Records from a data collection:
[Start of section]

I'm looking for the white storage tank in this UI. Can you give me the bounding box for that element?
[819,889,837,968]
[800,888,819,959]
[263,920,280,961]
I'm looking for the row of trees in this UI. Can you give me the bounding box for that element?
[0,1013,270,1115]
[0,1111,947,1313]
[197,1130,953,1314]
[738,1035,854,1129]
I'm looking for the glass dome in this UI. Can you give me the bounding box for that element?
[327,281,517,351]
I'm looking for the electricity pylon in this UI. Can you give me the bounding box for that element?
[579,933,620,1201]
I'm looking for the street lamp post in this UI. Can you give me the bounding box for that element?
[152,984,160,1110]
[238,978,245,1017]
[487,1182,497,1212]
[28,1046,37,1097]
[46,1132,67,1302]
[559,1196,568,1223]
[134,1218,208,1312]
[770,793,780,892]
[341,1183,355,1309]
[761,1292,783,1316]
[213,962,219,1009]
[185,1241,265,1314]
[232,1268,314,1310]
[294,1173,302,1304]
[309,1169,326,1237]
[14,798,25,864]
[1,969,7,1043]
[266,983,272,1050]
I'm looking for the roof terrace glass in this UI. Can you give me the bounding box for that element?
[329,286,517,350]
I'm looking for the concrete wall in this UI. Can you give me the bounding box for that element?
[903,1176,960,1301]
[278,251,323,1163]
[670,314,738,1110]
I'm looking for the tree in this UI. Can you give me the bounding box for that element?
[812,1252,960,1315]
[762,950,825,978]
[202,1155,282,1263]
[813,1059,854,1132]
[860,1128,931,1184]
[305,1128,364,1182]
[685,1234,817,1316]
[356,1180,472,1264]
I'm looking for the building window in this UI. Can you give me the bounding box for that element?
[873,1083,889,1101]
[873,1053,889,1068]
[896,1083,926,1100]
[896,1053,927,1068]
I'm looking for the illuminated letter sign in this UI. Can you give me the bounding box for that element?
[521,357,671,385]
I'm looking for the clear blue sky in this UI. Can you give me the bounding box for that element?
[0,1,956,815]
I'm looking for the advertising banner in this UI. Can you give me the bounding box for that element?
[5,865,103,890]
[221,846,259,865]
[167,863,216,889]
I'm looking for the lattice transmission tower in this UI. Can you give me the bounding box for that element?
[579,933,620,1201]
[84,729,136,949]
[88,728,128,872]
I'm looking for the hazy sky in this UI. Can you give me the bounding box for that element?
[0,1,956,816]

[End of section]

» **Exercise description**:
The lines to output run from the one containing "I'm looking for the lattice" through the last line of the records above; repeat them exactly and nothing more.

» **Solution to this problem**:
I'm looking for the lattice transmission tower in this UI. Can you give me the bounding box for that element?
[579,933,620,1201]
[84,729,136,949]
[88,728,128,872]
I'm looking for the hazy sky in this UI. Can you give me the bounding box for that element?
[0,1,956,816]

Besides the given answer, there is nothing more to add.